◆ TRECHO SELECIONADO
============
Peça 1 – a descriminalização do caixa 2
O GGN foi o primeiro órgão de mídia a antecipar a estratégia política em relação a Lava Jato: a separação dos pagamentos em financiamento eleitoral via Caixa 2 e a propina propriamente dita (o pagamento em troca de um retorno objetivo, em geral percentual sobre obras públicas). A estratégia consistiria em descriminalizar o caixa 2 no segundo tempo do jogo.
O primeiro tempo foi o da destruição do PT e da destituição da presidente da República. O segundo tempo seria o do PSDB e demais autoridades com prerrogativa de foro.
1. O caminho que está sendo montado é o de descriminalizar o caixa 2 sem permitir a retroatividade, para não beneficiar os réus do PT e os processos em andamento.
2. Bloquear as delações que possam incriminar lideranças do PSDB nos esquemas de propinas.
3. Montar uma estratégia de convencimento da opinião pública.
Peça 2 – movimentos iniciais
Movimento 1 – a indicação de Alexandre Moraes
O primeiro passo foi a indicação de Alexandre Moraes para o STF (Supremo Tribunal Federal). Um político polêmico, que pulou por três partidos em pouco tempo, com um histórico de exibicionismo, é indicado para o Supremo, onde terá a função de revisor das ações da Lava Jato que têm como principal réu o presidente que o indicou.
Movimento 2 – a tentativa de cooptação do Ministério Público Federal.
============
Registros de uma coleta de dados

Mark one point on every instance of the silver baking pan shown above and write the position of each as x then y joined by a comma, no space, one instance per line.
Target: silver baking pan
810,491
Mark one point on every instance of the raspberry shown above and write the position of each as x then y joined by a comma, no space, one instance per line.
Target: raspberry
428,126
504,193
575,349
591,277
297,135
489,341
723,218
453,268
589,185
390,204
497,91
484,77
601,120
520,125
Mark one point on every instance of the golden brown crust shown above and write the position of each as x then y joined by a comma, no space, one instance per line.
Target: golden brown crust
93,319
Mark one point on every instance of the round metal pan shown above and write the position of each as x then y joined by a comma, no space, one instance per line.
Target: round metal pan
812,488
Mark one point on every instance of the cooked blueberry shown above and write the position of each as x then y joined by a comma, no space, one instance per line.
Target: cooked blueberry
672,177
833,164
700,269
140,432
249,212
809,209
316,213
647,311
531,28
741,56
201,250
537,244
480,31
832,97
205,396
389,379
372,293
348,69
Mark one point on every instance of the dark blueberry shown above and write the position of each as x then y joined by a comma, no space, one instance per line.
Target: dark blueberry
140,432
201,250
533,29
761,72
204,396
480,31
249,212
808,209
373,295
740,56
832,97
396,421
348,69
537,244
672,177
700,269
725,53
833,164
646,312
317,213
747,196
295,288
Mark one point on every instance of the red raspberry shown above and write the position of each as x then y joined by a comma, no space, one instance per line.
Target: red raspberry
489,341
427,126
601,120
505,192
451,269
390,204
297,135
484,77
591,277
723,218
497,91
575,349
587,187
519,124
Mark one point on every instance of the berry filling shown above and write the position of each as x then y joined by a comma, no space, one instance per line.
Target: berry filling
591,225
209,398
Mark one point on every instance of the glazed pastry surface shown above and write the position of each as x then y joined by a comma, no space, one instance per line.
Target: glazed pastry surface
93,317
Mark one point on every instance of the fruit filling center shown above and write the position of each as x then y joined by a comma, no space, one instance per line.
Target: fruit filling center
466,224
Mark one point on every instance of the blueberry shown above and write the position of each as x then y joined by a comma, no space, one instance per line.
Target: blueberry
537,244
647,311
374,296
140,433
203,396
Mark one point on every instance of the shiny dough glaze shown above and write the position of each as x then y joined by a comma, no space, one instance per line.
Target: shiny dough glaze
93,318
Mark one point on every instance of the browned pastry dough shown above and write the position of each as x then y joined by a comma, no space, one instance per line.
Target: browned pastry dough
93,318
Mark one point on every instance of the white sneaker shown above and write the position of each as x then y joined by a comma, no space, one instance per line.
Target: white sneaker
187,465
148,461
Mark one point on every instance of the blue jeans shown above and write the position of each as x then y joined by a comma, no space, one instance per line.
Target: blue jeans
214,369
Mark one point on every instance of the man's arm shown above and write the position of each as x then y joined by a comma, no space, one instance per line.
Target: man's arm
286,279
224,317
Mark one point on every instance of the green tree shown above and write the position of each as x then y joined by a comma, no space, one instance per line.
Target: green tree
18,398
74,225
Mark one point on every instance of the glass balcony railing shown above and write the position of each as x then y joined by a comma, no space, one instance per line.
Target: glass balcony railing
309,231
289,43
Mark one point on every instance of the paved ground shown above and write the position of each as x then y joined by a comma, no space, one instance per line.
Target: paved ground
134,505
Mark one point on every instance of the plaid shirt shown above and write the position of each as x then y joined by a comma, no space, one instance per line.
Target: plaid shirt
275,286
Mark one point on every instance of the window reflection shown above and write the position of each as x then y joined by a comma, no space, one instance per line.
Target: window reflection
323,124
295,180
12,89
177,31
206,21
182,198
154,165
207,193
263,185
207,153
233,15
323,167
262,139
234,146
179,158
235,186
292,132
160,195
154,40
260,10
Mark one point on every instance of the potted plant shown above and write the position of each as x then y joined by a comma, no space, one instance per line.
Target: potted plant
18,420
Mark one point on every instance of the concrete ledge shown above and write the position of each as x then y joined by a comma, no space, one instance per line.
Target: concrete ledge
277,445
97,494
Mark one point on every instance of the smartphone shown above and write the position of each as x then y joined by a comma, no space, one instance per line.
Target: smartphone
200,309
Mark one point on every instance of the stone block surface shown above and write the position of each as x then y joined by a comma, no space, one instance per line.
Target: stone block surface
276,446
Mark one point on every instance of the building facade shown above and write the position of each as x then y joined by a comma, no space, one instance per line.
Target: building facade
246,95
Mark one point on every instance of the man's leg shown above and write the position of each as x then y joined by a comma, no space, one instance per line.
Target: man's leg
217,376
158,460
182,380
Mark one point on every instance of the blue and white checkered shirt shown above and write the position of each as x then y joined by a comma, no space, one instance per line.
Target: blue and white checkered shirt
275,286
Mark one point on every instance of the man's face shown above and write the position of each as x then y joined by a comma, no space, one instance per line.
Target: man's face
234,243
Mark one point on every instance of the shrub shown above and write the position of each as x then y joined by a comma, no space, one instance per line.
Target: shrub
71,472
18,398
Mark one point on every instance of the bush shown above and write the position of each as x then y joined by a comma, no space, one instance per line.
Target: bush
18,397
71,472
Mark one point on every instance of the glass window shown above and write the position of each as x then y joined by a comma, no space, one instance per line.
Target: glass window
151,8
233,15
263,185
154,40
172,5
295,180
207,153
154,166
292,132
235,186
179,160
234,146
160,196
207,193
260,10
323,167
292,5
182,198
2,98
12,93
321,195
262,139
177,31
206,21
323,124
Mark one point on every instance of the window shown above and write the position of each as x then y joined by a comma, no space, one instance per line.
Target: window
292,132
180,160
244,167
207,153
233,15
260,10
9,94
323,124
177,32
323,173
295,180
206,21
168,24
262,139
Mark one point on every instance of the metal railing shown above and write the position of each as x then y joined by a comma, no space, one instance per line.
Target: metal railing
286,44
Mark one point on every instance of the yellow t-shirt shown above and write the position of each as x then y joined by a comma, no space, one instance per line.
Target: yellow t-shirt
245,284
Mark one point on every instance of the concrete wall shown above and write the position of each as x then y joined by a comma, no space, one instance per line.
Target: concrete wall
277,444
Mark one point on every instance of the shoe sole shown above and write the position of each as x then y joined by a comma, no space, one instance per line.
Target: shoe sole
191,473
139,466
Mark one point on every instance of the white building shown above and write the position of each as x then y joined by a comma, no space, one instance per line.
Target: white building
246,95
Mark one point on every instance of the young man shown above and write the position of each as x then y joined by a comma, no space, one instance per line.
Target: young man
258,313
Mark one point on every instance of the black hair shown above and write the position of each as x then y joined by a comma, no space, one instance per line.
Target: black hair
============
◆ ENUNCIADO DA TAREFA
De acordo com o trecho selecionado, por que a descriminalização do caixa 2 seria feita sem permitir a retroatividade? Explique em uma a três frases. Os registros provêm de uma fonte diferente da do trecho.

◆ TAREFA RESOLVIDA
A descriminalização do caixa 2 seria feita sem retroatividade para não beneficiar os réus do PT nem os processos em andamento.